Passage du texte:

Enfin le jour arriva où j’allais être de fait libre de ma profession, comme déjà je l’étais en esprit. Et je fus libre. Et le Seigneur affranchit ma langue comme il avait affranchi mon cœur. Et je vous bénissais avec joie en allant à cette villa avec tout ce qui m’était cher. Comment j’y employai des études déjà consacrées à votre service, mais qui, dans cette halte soudaine, soufflaient encore la superbe de l’école, c’est ce que témoignent les livres de mes conférences dans l’intimité, et mes entretiens solitaires en votre présence, et les lettres que j’écrivais à Nebridius absent. Mais le temps suffirait-il à rappeler toutes les grâces dont vous nous avez alors comblés ? Et puis il me tarde de passer à des objets plus importants.

Ma mémoire me rappelle à vous, Seigneur, et il m’est doux de vous confesser par quels aiguillons intérieurs vous m’avez dompté, comment vous m’avez aplani en abaissant les montagnes et les collines de mes pensées, comment vous avez redressé mes voies obliques et adouci mes aspérités, et comment vous avez soumis Alypius, le frère de mon cœur, au nom de votre Fils unique, Notre-Seigneur et Sauveur Jésus-Christ, dont son dédain repoussait le nom de nos écrits. Il aimait mieux y respirer l’odeur des cèdres de la philosophie, déjà brisés en moi par le Seigneur, que l’humble végétation de l’Église, ces herbes salutaires, mortelles aux serpents.

Consigne écrite: Recopiez fidèlement le passage en partant de « Enfin le jour » et en poursuivant jusqu'à « objets plus importants. ». Les enregistrements proviennent d'une autre source que le passage.

Matériel fourni:
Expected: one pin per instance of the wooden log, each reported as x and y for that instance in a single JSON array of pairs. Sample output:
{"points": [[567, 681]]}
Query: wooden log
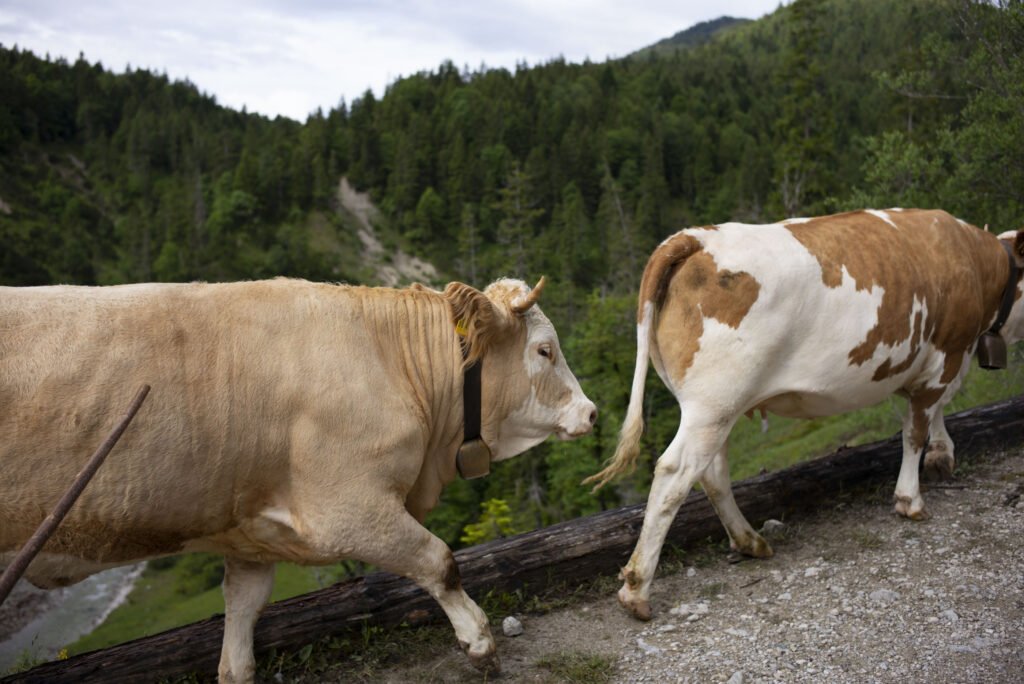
{"points": [[567, 552]]}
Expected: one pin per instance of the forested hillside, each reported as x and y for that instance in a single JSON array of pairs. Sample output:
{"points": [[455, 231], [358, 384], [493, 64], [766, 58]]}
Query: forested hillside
{"points": [[570, 170]]}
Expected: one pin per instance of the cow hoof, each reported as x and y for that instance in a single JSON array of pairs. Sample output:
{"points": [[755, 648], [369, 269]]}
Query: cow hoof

Solution proposée:
Enfin le jour arriva où j’allais être de fait libre de ma profession, comme déjà je l’étais en esprit. Et je fus libre. Et le Seigneur affranchit ma langue comme il avait affranchi mon cœur. Et je vous bénissais avec joie en allant à cette villa avec tout ce qui m’était cher. Comment j’y employai des études déjà consacrées à votre service, mais qui, dans cette halte soudaine, soufflaient encore la superbe de l’école, c’est ce que témoignent les livres de mes conférences dans l’intimité, et mes entretiens solitaires en votre présence, et les lettres que j’écrivais à Nebridius absent. Mais le temps suffirait-il à rappeler toutes les grâces dont vous nous avez alors comblés ? Et puis il me tarde de passer à des objets plus importants.